_Provided data_

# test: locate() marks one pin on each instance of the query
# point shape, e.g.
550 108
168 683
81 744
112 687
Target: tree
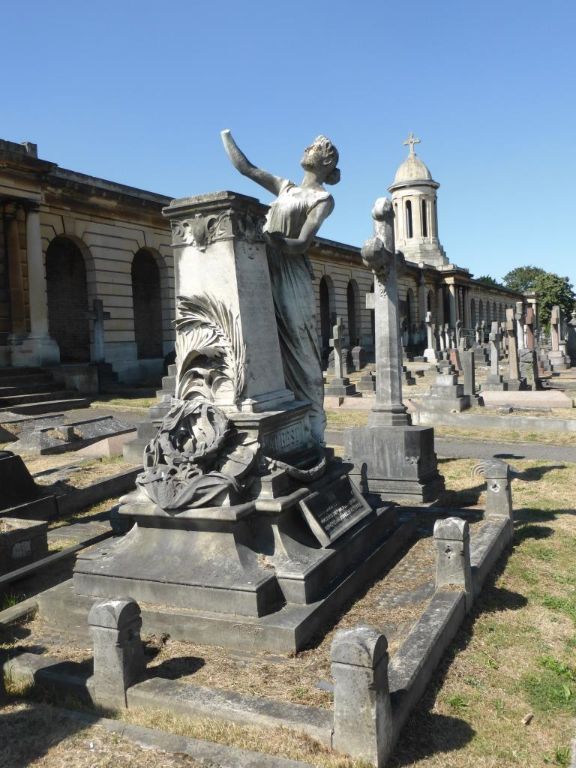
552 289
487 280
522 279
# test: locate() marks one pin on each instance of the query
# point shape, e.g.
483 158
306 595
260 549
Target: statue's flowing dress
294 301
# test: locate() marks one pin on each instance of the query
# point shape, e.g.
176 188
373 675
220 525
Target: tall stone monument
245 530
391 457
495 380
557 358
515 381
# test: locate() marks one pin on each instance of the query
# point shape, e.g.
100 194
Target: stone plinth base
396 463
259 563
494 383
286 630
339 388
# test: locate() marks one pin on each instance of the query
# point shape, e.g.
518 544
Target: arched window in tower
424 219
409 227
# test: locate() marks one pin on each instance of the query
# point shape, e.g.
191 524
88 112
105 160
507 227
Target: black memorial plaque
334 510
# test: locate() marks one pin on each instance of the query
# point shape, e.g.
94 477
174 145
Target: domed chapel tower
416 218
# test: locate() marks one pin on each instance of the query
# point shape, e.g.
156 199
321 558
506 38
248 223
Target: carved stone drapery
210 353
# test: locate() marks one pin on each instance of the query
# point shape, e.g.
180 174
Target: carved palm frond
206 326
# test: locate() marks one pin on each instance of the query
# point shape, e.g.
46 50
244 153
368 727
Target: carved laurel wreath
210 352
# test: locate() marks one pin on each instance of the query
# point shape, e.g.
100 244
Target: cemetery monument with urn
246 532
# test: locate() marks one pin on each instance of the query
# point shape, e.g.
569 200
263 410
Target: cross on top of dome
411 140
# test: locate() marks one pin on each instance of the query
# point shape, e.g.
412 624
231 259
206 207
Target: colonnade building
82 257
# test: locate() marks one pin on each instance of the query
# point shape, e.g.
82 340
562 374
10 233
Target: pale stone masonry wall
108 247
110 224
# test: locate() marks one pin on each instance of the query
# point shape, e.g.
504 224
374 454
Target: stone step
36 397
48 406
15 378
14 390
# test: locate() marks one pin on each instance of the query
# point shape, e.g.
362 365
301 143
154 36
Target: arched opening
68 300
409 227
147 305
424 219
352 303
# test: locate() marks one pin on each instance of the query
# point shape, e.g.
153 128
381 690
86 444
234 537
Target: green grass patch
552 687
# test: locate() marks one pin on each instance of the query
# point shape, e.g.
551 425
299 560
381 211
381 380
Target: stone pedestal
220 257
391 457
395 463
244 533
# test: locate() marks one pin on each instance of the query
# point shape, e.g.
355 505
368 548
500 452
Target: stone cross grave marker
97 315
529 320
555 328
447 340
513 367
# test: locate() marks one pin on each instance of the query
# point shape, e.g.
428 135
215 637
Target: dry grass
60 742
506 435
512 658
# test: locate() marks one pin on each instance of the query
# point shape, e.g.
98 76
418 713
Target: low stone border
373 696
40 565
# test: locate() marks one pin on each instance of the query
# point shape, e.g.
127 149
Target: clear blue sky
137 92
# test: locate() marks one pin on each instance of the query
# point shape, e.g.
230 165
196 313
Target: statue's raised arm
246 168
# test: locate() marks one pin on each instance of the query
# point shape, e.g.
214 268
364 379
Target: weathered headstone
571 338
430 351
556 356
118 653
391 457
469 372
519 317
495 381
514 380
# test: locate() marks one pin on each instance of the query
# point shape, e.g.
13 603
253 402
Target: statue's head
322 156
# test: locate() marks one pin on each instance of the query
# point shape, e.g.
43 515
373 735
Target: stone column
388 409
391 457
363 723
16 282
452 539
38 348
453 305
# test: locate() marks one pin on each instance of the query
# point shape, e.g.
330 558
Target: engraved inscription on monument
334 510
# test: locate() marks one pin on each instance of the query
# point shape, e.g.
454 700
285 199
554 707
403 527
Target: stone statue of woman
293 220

_Task_
Transcribe all of the material exactly, leaving out whatever pictures it contains.

_The solution_
# test: locate() marks one pin on each instance of the query
# point shape, e.g.
550 108
168 683
81 744
112 687
Target: tree
552 289
487 280
522 279
# test: locate() marks one pin on each instance of the query
# point shape, e.g.
483 158
306 595
260 549
Target: statue's flowing dress
294 301
# test: locate() marks one pin on each instance of the query
# point shape, e.g.
176 188
373 675
220 525
Target: tall stone monument
245 530
391 457
495 380
557 358
515 381
# test: locate() marks one pin on each instance of the query
# point shape, e.g.
100 194
Target: stone plinth base
396 463
259 563
494 383
286 630
339 388
# test: locate() marks one pin on each instance of the query
# point shape, e.g.
518 544
Target: arched window in tower
424 219
409 227
# test: locate() marks one pin on each instance of the query
# point shape, e.g.
191 524
88 112
105 160
507 227
Target: black memorial plaque
334 510
# test: locate() marks one pin on each instance of the query
# point shape, e.g.
94 477
174 145
Target: domed chapel tower
416 218
# test: locate() marks one pin on each instance of the query
# point shape, e.g.
156 199
321 558
506 38
248 223
Target: carved stone drapery
210 353
# test: locate() marks one pin on each instance of the query
# point shape, e.g.
180 174
Target: carved palm frond
206 326
# test: locate() marks one pin on each instance of the query
# point shape, e.g.
46 50
244 153
368 727
Target: carved laurel wreath
210 352
# test: locate() marks one pin on each instance of the query
# point shape, e.g.
100 244
Target: cemetery monument with urn
246 532
# test: locate() marks one pin on each instance of the query
# point shape, e.g.
569 200
263 410
Target: cross on top of dome
411 140
# test: locate() marks one pin on each instance of the query
# point shape, e.g.
412 624
231 259
206 207
Target: colonnade building
82 257
# test: locate() marks one pin on each instance of the query
# point shape, e.g.
82 340
562 374
10 233
Target: pale stone masonry wall
108 247
110 224
# test: locate() marks one pin on each instance of the query
# point shape, e.g.
504 224
374 454
Target: stone step
36 397
48 406
15 378
14 390
# test: locate() marks one pin on each instance of the query
# point shape, e.g.
362 365
301 143
154 36
Target: arched opening
68 300
409 227
147 305
424 219
352 303
# test: locate() marks one pin on each instance of the query
# point shape, e.g.
153 128
381 690
86 444
234 537
Target: green grass patch
552 687
# test: locate() marks one pin on each instance of the query
# point shape, e.g.
551 425
299 560
381 211
381 380
Target: stone pedestal
220 257
391 457
395 463
244 533
# test: locate() marks one pin on each instance of the query
# point shape, e.g.
355 505
368 548
500 452
Target: stone cross grave marker
97 315
529 320
555 328
447 340
513 367
# test: locate() marks one pin on each instance of the query
# point shape, e.g.
428 135
215 637
Target: dry grass
60 742
506 435
512 658
# test: locate() marks one pin on each instance of the query
# point shape, e.g.
98 76
418 713
Target: low stone border
373 696
40 565
# test: locate() marks one pin on each instance of the query
# point shape, e.g.
127 149
Target: clear blue sky
137 92
# test: locate() marks one pin on each instance of the query
# point shape, e.g.
230 165
196 313
Target: statue's raised arm
246 168
# test: locate() marks one pin on each instance of the query
# point shape, e.g.
214 268
364 379
Target: weathered headstone
571 338
430 351
556 356
118 653
391 457
469 372
519 317
495 381
514 380
# test: locate() marks one pin on each instance of the query
# point shape, e.g.
13 603
253 402
Target: statue's head
322 156
# test: locate() marks one pin on each instance of the query
# point shape, e.g.
43 515
373 735
Target: stone column
388 409
391 457
363 723
16 282
452 539
38 348
453 305
# test: locate() marks one pin on each instance of the query
# point shape, e.g.
330 558
Target: engraved inscription on monument
334 510
# test: locate() marks one pin on each instance of the query
# point shape, e.g.
454 700
285 199
554 707
403 527
Target: stone statue of woman
293 220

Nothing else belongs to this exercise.